What this task involves> From the beginning of the items through the line that contains "pixel 517 330", write the lines out again with "bison eye" swapped for "buffalo eye" and everything else left the same.

- - - - -

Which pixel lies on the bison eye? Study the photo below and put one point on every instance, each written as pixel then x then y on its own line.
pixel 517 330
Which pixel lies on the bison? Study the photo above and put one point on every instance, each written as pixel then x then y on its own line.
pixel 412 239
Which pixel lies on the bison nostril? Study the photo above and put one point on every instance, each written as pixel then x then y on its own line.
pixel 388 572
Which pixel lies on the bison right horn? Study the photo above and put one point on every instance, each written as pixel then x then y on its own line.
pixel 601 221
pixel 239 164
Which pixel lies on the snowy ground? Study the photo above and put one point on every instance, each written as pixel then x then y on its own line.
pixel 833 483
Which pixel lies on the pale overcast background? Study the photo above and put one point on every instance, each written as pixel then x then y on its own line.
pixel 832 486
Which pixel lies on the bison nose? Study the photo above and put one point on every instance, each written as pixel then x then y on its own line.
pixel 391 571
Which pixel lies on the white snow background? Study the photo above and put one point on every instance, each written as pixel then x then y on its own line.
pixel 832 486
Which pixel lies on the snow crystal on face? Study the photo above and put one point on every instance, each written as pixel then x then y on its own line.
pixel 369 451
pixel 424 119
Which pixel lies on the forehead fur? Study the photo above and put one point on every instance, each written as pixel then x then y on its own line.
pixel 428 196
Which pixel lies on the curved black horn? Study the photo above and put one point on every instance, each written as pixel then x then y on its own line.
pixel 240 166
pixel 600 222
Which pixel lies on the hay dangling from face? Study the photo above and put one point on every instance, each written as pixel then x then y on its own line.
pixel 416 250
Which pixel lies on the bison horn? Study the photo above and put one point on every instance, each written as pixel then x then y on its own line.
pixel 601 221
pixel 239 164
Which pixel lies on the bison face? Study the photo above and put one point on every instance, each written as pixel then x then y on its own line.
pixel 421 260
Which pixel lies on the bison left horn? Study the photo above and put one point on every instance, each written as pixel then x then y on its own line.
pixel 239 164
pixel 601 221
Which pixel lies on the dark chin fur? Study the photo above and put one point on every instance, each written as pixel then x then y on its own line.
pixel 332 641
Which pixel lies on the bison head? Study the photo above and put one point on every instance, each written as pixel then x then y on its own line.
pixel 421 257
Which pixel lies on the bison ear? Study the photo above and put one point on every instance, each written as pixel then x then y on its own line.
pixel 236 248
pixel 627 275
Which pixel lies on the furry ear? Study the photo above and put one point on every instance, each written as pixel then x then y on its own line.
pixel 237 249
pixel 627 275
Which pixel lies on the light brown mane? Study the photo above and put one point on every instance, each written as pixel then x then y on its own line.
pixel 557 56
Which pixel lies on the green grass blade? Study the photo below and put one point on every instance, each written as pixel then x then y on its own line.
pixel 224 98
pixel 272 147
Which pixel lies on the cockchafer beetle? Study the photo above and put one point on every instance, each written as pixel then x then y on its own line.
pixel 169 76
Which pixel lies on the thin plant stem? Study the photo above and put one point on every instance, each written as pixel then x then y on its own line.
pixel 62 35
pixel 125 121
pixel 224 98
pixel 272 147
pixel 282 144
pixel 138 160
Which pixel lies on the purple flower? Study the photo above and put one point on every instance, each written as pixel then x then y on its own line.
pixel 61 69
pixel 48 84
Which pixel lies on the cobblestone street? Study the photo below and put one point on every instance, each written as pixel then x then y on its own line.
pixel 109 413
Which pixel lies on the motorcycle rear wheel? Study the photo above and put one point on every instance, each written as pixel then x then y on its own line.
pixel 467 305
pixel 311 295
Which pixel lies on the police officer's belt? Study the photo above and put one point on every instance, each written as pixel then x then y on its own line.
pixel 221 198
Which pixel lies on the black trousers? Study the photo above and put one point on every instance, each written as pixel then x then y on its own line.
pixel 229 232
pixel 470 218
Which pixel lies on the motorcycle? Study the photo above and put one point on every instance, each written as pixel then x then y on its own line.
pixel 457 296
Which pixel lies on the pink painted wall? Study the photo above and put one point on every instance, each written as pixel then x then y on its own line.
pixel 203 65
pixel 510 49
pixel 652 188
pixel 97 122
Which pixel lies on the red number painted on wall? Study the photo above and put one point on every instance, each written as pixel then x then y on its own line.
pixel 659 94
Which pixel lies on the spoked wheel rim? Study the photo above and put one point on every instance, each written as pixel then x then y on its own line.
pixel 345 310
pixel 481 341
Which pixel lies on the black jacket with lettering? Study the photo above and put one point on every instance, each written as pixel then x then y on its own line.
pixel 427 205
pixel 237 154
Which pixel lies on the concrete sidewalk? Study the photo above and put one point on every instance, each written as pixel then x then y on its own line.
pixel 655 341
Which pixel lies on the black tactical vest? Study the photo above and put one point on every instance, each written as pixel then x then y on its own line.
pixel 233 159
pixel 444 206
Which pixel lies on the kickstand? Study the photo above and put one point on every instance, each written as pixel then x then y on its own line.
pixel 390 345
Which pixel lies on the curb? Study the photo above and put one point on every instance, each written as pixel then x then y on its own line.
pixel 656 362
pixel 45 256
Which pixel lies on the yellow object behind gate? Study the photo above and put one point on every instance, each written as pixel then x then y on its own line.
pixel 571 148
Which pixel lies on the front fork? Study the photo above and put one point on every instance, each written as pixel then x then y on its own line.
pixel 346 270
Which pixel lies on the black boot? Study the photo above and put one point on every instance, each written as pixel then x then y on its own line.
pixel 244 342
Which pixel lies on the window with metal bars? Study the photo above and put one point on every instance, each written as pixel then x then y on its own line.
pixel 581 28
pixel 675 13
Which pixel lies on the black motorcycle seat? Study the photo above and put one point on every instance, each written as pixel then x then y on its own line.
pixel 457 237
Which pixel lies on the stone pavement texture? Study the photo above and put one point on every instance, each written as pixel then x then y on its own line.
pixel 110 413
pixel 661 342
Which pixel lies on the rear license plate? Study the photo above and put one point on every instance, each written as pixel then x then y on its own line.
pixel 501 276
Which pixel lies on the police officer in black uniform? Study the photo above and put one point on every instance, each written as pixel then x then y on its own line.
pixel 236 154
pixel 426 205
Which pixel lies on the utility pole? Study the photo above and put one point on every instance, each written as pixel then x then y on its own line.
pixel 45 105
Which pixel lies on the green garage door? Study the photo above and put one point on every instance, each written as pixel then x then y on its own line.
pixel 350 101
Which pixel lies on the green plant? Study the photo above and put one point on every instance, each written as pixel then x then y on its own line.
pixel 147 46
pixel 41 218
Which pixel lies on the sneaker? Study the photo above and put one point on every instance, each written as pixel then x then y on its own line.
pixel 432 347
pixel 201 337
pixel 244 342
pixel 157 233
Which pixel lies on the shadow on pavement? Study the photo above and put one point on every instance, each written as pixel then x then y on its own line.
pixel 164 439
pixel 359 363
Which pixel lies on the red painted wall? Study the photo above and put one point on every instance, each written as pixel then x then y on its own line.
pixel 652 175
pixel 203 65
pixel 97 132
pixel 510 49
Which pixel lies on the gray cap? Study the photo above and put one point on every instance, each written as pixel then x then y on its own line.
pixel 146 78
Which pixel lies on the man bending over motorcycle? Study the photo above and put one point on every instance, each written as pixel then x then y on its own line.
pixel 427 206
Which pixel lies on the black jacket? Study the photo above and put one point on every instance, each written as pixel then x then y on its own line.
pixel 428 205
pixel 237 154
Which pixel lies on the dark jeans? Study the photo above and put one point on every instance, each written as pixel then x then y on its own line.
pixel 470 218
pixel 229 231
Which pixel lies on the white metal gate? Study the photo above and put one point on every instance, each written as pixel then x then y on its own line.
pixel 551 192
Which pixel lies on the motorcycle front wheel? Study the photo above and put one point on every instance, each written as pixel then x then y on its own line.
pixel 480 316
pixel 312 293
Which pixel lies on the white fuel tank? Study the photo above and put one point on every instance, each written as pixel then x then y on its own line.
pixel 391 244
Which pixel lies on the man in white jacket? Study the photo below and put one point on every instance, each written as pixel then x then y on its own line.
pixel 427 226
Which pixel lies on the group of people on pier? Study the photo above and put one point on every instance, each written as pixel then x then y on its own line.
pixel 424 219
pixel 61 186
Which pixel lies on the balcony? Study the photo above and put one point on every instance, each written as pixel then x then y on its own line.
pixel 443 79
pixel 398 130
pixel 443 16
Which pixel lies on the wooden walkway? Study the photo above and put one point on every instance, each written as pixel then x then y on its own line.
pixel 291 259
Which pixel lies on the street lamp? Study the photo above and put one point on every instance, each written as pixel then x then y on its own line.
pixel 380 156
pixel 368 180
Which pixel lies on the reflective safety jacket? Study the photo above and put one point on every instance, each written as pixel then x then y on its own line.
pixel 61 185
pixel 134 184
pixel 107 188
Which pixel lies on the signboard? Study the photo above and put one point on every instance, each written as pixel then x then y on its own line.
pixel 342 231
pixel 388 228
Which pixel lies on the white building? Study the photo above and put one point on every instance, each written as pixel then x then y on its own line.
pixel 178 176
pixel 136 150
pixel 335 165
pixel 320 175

- - - - -

Exercise result>
Which pixel lies on the buffalo eye? Study the photo below and put one point on every instance, each written as pixel then x then y on its own line.
pixel 517 330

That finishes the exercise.